Stored items from a collection:
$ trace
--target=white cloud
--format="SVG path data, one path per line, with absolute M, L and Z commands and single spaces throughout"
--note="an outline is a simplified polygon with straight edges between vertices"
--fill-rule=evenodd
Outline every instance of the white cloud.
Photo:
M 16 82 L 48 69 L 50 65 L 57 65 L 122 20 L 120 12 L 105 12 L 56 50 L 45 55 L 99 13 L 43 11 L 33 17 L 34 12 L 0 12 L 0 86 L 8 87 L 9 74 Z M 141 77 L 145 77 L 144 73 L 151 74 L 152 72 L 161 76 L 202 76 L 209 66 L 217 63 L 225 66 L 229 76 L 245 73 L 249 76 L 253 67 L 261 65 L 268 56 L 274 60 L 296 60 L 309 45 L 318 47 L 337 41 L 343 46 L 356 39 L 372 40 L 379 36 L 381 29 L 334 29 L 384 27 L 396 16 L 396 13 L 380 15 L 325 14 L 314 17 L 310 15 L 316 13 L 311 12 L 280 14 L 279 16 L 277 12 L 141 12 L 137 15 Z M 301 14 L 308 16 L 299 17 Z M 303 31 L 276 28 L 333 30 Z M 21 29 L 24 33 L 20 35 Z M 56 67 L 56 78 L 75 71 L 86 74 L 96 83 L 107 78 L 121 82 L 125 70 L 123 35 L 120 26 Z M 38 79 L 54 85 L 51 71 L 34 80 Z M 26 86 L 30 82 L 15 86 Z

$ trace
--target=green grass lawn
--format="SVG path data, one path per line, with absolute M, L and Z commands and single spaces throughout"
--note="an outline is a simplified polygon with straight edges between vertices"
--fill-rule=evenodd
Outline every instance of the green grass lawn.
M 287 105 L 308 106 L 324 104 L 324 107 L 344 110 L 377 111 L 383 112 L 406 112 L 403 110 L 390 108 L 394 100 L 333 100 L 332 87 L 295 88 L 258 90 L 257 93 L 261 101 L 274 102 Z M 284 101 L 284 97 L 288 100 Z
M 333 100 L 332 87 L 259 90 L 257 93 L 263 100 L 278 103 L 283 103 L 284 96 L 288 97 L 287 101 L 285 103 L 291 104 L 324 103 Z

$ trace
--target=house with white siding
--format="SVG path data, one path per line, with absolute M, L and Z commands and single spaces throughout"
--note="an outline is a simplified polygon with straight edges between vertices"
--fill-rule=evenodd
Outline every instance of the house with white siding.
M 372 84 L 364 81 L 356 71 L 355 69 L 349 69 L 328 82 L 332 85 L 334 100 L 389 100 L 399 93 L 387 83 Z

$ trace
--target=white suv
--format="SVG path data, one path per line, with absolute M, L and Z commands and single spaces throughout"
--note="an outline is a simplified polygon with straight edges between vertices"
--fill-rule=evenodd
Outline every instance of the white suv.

*REQUIRED TASK*: State how many lines of the material above contain the string "target", matching case exactly. Reply with the number alone.

*COMPLETE RESPONSE*: 4